--- START ---
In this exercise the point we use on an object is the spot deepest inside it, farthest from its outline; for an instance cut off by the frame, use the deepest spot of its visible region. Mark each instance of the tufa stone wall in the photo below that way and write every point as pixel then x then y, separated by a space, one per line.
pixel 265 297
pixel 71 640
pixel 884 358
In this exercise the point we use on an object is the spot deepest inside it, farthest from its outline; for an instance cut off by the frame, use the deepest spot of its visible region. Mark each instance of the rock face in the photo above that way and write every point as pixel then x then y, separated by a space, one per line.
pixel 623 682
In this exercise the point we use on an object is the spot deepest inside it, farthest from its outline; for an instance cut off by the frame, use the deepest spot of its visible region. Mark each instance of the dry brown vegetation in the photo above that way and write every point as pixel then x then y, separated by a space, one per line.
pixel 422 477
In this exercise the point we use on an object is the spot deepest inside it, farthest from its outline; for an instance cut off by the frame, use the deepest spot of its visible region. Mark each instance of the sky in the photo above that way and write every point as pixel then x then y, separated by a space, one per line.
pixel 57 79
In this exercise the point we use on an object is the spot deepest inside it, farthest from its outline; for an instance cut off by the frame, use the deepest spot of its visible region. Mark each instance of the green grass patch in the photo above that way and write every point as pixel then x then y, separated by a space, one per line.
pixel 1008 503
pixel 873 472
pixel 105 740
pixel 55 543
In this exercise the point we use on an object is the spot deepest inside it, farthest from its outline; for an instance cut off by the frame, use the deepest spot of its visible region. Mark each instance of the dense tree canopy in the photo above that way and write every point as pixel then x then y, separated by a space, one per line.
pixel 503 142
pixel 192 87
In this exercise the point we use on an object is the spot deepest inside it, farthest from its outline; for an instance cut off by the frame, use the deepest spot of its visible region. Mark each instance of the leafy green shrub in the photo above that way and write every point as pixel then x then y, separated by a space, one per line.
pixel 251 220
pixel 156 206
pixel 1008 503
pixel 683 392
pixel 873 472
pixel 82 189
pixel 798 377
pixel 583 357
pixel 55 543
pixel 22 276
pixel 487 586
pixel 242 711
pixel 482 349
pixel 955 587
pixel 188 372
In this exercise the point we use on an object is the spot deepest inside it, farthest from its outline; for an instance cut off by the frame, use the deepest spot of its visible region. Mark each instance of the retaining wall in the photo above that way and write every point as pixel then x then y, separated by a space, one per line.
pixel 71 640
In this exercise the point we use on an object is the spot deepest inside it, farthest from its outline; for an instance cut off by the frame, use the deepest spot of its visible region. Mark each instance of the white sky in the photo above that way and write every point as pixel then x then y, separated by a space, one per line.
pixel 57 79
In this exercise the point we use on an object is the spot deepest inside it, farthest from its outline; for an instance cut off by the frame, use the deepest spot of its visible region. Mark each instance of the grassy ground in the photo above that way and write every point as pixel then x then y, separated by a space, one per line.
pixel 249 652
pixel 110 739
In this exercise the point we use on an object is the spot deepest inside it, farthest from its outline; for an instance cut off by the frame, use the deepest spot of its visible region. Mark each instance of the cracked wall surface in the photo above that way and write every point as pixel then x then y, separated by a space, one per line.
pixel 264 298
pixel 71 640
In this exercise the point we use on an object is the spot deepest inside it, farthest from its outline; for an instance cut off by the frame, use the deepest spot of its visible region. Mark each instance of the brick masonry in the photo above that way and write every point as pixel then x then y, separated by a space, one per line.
--- END ---
**Your assignment:** Down to the last line, reproduce the entries above precisely.

**Your response:**
In this exercise the point we use on an object is the spot deepest inside it, farthest from its outline; for an instance cut off by the frame, use the deepest spot of its visible region. Mark each instance of the tufa stone wall in the photo below that way and write every point as pixel then x then y, separated by a space, one per line.
pixel 265 297
pixel 71 640
pixel 884 358
In this exercise the point we use on an object is the spot deepest inside it, farthest from its outline; for an instance cut off by the frame, use the deepest spot of its visible region. Mark each instance of the rock face in the photo above that way and write every point as pixel then x then y, separated by a space, one per line.
pixel 623 682
In this exercise the point we use on an object is the spot deepest inside it, farthest from its outline; for an instance cut off by the frame, use the deepest spot of its visible region. Mark each instance of the dry brown vegetation in the photo above that way and write every point as pixel then x then y, separated by a space, one per line.
pixel 422 477
In this exercise the point we use on an object is the spot deepest inside it, farthest from its outline; for an instance cut off by the frame, use the deepest spot of its visible region. Mark each instance of the sky in the photo above that way and write every point as pixel then x then y, separated by a space, one per line.
pixel 57 79
In this exercise the point we use on an object is the spot deepest inside it, farthest from its outline; for an instance cut off by the frame, use the deepest spot of its visible region. Mark each instance of the green grass patch in the photo above that way and write every point as pixel then x then y, separated by a space, one per line.
pixel 1008 503
pixel 873 472
pixel 105 740
pixel 55 543
In this exercise the point we use on an object is the spot deepest inside it, farthest from its outline; for an instance cut off by the frame, use the deepest spot of its visible region. Mark each instance of the dense tree canopy in the photo above that way and write every point as pixel then x then y, separated by a space, one per line.
pixel 503 142
pixel 192 87
In this exercise the point we use on an object is the spot deepest inside it, farthest from its outline; for an instance cut off by the frame, use the deepest spot of its visible region. Mark each instance of the leafy green shrub in the photo above that way and write every point as pixel then x then y, separated by a space, one per line.
pixel 251 220
pixel 156 206
pixel 1008 503
pixel 683 392
pixel 873 472
pixel 82 189
pixel 798 377
pixel 583 357
pixel 55 543
pixel 22 276
pixel 487 586
pixel 242 711
pixel 482 349
pixel 955 587
pixel 188 372
In this exercise the point we use on an object is the spot deepest inside it, farthest from its outline; for an instance cut off by the frame, use the deepest spot of its visible region. Mark each instance of the retaining wall in the photo above that way and write every point as pixel then x then y, separated by a space, one per line.
pixel 71 640
In this exercise the point we use on an object is the spot deepest inside it, farthest from its outline; for an instance cut off by the frame, use the deepest spot of its visible region. Mark each instance of the white sky in the photo above that way and write every point as pixel then x then y, separated by a space, one per line.
pixel 57 79
In this exercise the point we use on an object is the spot deepest inside it, farthest from its outline; for an instance cut off by the frame, use the deepest spot of its visible region. Mark each instance of the grassy ground in the photo above that way and write every point as pixel then x then y, separated by a space, one per line.
pixel 249 652
pixel 110 739
In this exercise the point we use on an object is the spot deepest inside it, farthest from its outline; for an instance cut off by the frame, use the deepest spot of its visible region. Mark each instance of the cracked wall surface in the photo above that way and write every point as pixel then x then y, separated by a space, one per line.
pixel 264 298
pixel 71 640
In this exercise the point we use on an object is the spot deepest inside it, farthest from its outline; for an instance cut off by the frame, use the deepest spot of its visible region. Mark each instance of the brick masonry in the photo above that way and write every point as pixel then x then y, separated by a space, one per line.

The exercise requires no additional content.